▶ _TASK INSTRUCTIONS_: Retype all of the records below word for word, and leave the pictures out.

----

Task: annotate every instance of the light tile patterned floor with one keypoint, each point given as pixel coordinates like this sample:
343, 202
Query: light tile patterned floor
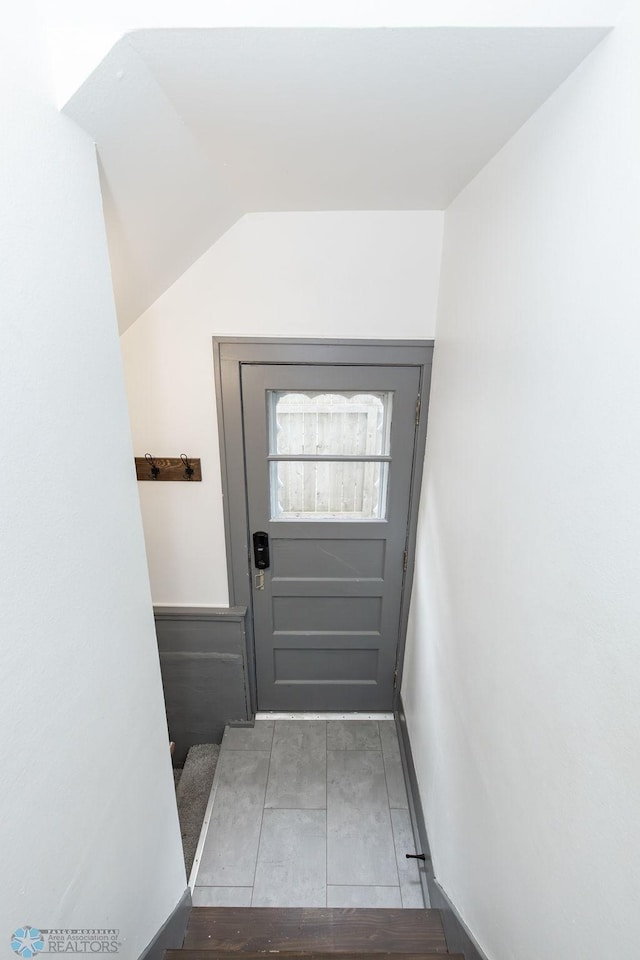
309, 813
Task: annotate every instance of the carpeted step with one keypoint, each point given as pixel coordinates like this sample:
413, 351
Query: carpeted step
335, 930
192, 795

----

▶ _REPLY_:
Task: annotate every instance of the light tile patterned floor with one keypoint, each point given as pixel coordinates like this sample:
343, 202
Query: light tile patterned floor
309, 813
Task: annotate every instance of the carpeted step with one keypoint, each point given as pixel coordinates like this sample:
413, 351
Query: carpeted step
335, 930
192, 795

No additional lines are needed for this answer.